# Challenge A
Answer these questions from the interview excerpt below:
(i) In what year did Kawiti die?
(ii) Who led the 1975 national research project on the state of the Māori language?
(iii) Around what year did trainee teachers from Auckland come to teach at Pita's school?
# Challenge B
The interview excerpt below names the places the 1975 survey found Māori still spoken as an everyday language of conversation. List all of them.

# Excerpt to read
• • •

Pita: Yes it still very much does exist, although I think, and when I talked about legacy, our ancestor Kawiti who died in 1854, he was renowned here in Northland for leading the war against the English, the treaty of Waitangi having been signed in 1840. Five years later Kawiti and Hōne Heke led the war known … generally now it’s the Northern wars against the forces of the English. During those tumultuous times he made a number of prophesies. One of the lines he uttered was “kei poi pakeha koutou” which means you must not be assimilated in your ways into the English culture, which means retain your land as a basis for you to stand on. Retain your culture and your language and ensure that you stay together as a people and keep up your culture in order to sustain yourself over the long term.

 

Sam: Land, culture, language, how closely linked are those for you?

 

Pita: They are so closely intertwined. You can’t really divide them. Ngāti Hine is a tribe that is probably more well off than many others in that we retained most of our land. The land blocks if you go through places like Motatau and Matawaia which adjoin each other. All of that land is still owned by our families. That allows us to have a place to stand, to practice our culture. In 1975 a national research project was held about the state of Māori language in New Zealand. It was led by Dr. Richard Benton. The results of the survey said that there were only three places in New Zealand where today Māori was still spoken as an everyday language of conversation.

 

Those being Ngāti Hine, Tuhoe – that you would know – and Te Kawa in the very far north. When you look at what all those places have in common, they are a little bit more isolated than most places and it’s allowed the culture to be retained and to flourish.

 

Sam: You saw a pathway that led you out of those valleys. You wanted to be a teacher. What prompted that?

 

Pita: I didn’t want to be a teacher. I was led down that path. I could have taken a number of paths, but there were little things in life that lead you down a particular path. One of those being in about 1973, I was a 12 year old some trainee teachers came from Auckland to teach in our school. They carried out a few tests of the students. When they took me aside and looked at the results of my tests, they made it pretty clear that I was … what I thought they were saying was is that I was above average. They made it very clear that I needed to figure myself to go to university and follow that path of learning and it really made a difference in my life.

• • •

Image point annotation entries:

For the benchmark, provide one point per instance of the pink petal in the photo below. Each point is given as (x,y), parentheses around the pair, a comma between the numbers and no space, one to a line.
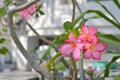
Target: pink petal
(96,55)
(85,29)
(24,14)
(31,9)
(93,39)
(68,41)
(66,49)
(76,54)
(79,44)
(87,54)
(72,37)
(93,30)
(100,46)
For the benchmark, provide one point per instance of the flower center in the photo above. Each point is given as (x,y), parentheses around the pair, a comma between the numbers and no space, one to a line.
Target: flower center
(73,44)
(92,47)
(87,36)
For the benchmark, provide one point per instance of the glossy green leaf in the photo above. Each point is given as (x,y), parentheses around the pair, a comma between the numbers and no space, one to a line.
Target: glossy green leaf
(106,74)
(52,60)
(101,14)
(109,38)
(60,66)
(4,50)
(68,26)
(2,40)
(46,53)
(107,11)
(117,2)
(117,77)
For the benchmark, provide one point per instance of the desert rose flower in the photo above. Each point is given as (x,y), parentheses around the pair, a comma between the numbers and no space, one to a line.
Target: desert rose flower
(93,49)
(72,45)
(87,33)
(27,12)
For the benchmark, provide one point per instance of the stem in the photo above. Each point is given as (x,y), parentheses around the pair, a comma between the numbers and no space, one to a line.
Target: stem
(27,55)
(81,69)
(73,14)
(75,70)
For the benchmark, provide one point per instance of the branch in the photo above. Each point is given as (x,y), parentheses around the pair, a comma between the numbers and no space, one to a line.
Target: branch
(27,55)
(41,37)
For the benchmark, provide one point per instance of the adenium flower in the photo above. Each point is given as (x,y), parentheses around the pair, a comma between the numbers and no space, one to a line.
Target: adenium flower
(91,72)
(87,33)
(93,49)
(27,12)
(87,41)
(73,45)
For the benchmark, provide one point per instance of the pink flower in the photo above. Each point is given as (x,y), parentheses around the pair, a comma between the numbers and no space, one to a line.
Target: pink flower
(94,49)
(73,45)
(27,12)
(87,33)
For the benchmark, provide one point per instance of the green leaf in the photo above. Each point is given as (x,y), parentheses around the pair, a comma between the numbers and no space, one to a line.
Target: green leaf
(68,26)
(2,40)
(107,10)
(102,15)
(2,12)
(5,30)
(117,77)
(4,50)
(117,3)
(93,17)
(109,38)
(106,74)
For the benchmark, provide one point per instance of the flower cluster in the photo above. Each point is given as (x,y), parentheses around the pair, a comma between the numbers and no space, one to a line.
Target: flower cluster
(87,42)
(27,12)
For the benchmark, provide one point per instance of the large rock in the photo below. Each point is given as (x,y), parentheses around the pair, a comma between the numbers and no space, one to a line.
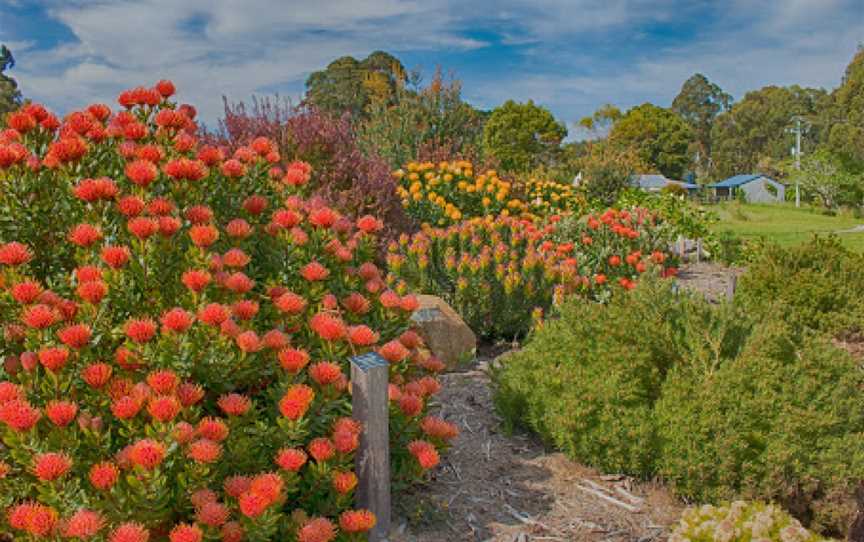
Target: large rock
(445,333)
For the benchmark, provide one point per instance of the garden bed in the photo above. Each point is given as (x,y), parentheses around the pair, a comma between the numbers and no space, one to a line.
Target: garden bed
(498,487)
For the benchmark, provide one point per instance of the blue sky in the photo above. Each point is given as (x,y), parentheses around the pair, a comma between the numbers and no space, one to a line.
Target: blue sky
(570,55)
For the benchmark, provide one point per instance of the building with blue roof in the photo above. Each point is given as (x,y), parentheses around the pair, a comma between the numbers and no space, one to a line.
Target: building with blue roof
(754,187)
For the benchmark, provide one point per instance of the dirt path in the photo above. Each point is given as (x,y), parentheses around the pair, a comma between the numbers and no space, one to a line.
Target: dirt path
(495,487)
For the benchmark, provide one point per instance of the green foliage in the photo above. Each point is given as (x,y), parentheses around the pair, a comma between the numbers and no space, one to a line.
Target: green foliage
(783,421)
(721,403)
(431,123)
(699,102)
(522,136)
(818,286)
(10,96)
(756,127)
(350,85)
(660,137)
(740,521)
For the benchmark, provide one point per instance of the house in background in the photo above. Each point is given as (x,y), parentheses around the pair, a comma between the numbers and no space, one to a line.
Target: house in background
(655,183)
(755,187)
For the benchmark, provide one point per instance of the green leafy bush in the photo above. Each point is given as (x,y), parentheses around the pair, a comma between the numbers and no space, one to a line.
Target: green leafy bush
(740,522)
(721,404)
(818,286)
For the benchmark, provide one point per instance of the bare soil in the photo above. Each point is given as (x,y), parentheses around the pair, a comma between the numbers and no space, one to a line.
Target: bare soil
(496,487)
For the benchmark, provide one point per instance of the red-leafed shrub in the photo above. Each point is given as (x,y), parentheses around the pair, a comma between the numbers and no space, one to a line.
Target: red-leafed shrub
(176,328)
(354,182)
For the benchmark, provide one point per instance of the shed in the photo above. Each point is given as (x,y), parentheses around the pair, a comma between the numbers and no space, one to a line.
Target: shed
(655,182)
(755,187)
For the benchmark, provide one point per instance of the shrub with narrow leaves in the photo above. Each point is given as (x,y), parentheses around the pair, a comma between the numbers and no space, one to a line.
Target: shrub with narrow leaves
(176,329)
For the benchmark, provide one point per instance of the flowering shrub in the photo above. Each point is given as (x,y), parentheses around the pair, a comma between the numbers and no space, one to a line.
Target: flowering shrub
(502,273)
(176,325)
(739,522)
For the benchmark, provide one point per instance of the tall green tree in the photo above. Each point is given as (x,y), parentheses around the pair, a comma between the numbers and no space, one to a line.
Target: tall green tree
(523,136)
(757,127)
(424,123)
(10,96)
(846,121)
(351,85)
(698,103)
(660,137)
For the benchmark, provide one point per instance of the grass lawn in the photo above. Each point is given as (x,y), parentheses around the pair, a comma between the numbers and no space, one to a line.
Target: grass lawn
(785,224)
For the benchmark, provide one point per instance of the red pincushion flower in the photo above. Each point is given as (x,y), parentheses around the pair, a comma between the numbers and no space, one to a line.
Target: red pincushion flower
(296,401)
(26,292)
(235,258)
(328,327)
(411,405)
(321,449)
(394,352)
(85,235)
(314,271)
(97,374)
(61,413)
(212,429)
(53,358)
(362,335)
(130,532)
(84,524)
(126,407)
(92,291)
(252,504)
(163,382)
(245,309)
(291,459)
(204,451)
(344,482)
(19,415)
(147,453)
(425,453)
(239,283)
(317,530)
(130,206)
(234,404)
(196,279)
(50,466)
(141,172)
(357,521)
(75,336)
(293,360)
(115,256)
(369,224)
(34,518)
(14,253)
(325,373)
(39,316)
(212,514)
(255,205)
(190,394)
(140,330)
(104,475)
(176,320)
(203,235)
(213,314)
(290,303)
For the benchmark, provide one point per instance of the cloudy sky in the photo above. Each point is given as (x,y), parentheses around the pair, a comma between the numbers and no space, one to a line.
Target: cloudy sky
(570,55)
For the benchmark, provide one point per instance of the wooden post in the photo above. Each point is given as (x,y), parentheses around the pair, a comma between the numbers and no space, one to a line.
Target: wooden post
(730,287)
(370,402)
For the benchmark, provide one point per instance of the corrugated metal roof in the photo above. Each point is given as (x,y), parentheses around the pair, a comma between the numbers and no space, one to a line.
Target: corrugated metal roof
(736,180)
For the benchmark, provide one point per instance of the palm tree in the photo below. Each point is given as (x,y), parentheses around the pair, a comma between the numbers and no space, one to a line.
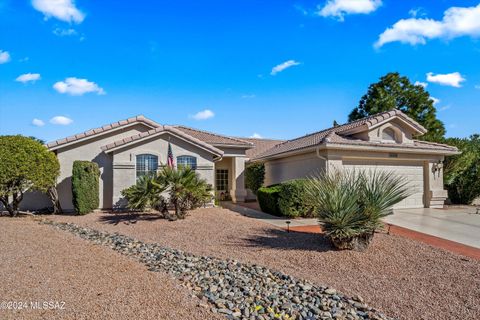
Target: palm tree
(185,188)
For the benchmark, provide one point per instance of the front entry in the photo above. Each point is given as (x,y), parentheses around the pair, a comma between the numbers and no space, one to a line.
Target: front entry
(221,184)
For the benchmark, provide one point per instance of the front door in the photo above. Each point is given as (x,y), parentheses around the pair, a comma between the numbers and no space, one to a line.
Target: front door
(221,184)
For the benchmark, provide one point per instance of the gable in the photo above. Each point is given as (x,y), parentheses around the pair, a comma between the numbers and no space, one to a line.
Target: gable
(393,130)
(106,130)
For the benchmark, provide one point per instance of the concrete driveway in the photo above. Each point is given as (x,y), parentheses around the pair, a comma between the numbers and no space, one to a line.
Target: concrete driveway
(461,225)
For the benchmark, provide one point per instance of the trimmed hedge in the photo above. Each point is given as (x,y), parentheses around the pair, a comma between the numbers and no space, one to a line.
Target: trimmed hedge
(292,201)
(85,179)
(268,199)
(254,176)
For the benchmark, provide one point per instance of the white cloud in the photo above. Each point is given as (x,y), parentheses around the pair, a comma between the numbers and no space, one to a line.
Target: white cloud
(4,56)
(38,123)
(420,83)
(203,115)
(61,120)
(456,22)
(435,100)
(27,77)
(64,32)
(453,79)
(444,108)
(77,87)
(340,8)
(256,136)
(282,66)
(64,10)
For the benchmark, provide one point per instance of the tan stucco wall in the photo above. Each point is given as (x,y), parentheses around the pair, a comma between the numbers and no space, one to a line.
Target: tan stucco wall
(90,150)
(124,161)
(293,167)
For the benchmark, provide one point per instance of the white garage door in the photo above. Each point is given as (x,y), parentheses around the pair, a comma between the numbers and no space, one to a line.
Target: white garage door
(413,171)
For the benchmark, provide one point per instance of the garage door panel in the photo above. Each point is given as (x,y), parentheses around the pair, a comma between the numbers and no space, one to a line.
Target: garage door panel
(412,171)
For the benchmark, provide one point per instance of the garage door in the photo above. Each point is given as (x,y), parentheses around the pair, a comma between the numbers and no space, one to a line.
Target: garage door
(413,171)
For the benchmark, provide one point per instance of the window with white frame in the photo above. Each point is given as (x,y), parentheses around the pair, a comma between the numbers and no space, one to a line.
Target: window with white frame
(187,161)
(147,164)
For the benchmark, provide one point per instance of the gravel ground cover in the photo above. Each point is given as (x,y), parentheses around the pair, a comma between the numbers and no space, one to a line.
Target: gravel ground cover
(233,289)
(81,280)
(404,278)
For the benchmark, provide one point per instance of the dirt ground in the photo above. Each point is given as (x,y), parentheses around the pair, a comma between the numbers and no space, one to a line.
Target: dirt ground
(78,280)
(402,277)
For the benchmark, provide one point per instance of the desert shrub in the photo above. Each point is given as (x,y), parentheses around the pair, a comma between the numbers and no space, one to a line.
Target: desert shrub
(462,172)
(85,179)
(254,176)
(25,165)
(268,199)
(292,200)
(145,194)
(350,205)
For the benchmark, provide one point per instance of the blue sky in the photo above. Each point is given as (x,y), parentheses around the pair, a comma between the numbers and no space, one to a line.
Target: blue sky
(74,65)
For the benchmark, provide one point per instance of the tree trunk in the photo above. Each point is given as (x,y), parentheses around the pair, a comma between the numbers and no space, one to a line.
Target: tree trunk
(7,206)
(358,243)
(53,195)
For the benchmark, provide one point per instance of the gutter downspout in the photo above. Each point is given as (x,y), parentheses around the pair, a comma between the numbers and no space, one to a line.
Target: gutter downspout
(317,150)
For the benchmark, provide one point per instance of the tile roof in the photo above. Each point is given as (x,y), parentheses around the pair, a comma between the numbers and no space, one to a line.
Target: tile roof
(260,146)
(92,132)
(213,138)
(159,130)
(317,138)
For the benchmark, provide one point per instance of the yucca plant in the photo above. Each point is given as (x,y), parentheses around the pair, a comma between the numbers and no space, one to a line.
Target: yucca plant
(350,204)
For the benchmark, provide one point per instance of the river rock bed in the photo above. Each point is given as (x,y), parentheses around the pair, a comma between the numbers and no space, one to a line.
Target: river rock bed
(236,290)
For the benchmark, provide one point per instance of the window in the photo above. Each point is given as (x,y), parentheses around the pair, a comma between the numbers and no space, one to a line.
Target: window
(388,134)
(187,161)
(221,179)
(146,164)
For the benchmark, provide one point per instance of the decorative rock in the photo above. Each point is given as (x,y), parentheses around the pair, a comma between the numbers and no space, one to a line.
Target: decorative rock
(234,289)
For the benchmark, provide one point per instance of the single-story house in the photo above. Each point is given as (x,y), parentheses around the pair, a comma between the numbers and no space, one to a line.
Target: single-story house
(385,141)
(127,149)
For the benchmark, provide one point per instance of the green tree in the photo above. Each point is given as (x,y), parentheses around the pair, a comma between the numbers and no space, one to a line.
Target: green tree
(25,165)
(462,172)
(394,91)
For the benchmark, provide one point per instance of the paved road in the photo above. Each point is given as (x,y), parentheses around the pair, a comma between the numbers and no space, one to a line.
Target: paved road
(460,225)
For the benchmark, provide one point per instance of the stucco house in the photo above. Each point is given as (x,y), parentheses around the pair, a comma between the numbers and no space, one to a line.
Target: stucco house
(385,141)
(130,148)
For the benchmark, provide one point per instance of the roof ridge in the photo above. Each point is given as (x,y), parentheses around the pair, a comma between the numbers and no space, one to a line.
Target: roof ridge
(101,129)
(212,133)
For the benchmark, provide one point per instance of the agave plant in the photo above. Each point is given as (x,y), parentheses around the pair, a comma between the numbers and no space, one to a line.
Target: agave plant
(350,204)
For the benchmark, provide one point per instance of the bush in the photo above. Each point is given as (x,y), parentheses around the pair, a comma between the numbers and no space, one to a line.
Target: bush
(350,205)
(268,199)
(254,176)
(25,165)
(292,200)
(462,172)
(145,194)
(85,176)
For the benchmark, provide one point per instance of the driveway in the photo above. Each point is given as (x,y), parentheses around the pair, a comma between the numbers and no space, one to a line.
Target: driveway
(461,225)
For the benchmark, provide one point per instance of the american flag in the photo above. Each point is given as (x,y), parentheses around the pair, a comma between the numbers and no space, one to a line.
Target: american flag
(170,162)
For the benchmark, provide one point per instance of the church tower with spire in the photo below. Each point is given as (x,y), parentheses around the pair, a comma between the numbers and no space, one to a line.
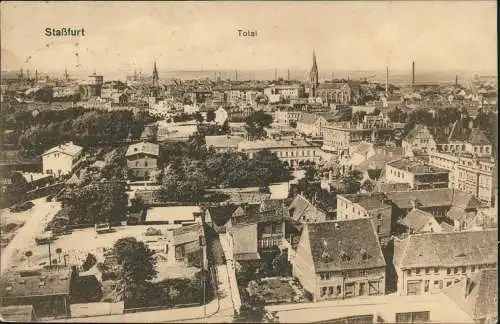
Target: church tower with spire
(155,75)
(313,76)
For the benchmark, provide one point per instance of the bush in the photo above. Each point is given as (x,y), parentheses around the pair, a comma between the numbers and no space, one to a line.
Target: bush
(89,262)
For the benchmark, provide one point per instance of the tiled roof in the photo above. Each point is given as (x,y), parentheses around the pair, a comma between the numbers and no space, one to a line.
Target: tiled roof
(21,313)
(187,234)
(223,141)
(67,148)
(477,295)
(416,219)
(220,215)
(447,249)
(302,208)
(143,147)
(427,198)
(369,201)
(245,239)
(392,187)
(477,137)
(416,166)
(307,118)
(35,283)
(345,245)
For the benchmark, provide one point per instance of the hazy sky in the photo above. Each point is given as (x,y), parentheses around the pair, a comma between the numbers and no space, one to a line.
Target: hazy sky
(446,35)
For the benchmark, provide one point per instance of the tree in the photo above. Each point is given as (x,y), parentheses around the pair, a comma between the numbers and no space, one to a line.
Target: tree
(256,123)
(136,268)
(352,182)
(59,251)
(198,117)
(368,185)
(210,116)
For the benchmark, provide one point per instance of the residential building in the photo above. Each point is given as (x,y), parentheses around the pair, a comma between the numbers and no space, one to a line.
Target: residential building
(293,152)
(340,135)
(438,202)
(375,207)
(340,259)
(48,291)
(302,210)
(419,141)
(426,263)
(418,221)
(477,295)
(62,159)
(223,143)
(417,173)
(142,159)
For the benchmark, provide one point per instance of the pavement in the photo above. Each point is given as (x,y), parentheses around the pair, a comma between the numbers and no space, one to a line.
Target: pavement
(220,310)
(39,216)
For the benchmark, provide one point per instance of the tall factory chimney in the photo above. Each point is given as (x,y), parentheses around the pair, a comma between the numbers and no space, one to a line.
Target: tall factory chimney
(387,82)
(413,73)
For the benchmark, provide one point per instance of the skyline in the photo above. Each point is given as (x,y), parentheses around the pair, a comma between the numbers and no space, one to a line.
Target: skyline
(194,36)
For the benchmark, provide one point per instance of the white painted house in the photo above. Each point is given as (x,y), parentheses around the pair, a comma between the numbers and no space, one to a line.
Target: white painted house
(61,159)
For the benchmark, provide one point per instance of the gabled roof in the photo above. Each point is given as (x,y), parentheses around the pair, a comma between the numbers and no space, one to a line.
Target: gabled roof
(20,313)
(144,148)
(447,249)
(66,148)
(35,283)
(477,295)
(223,141)
(308,118)
(344,245)
(302,208)
(187,234)
(220,215)
(477,137)
(417,219)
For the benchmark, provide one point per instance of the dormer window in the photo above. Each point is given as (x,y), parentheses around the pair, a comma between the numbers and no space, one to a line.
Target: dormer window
(344,257)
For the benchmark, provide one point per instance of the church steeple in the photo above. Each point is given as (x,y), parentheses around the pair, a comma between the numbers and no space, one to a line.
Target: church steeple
(313,75)
(155,75)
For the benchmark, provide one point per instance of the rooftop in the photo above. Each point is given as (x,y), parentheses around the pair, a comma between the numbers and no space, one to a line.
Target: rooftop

• • •

# Exercise answer A
(i) 1854
(ii) Dr. Richard Benton
(iii) About 1973

# Exercise answer B
Ngāti Hine
Tuhoe
Te Kawa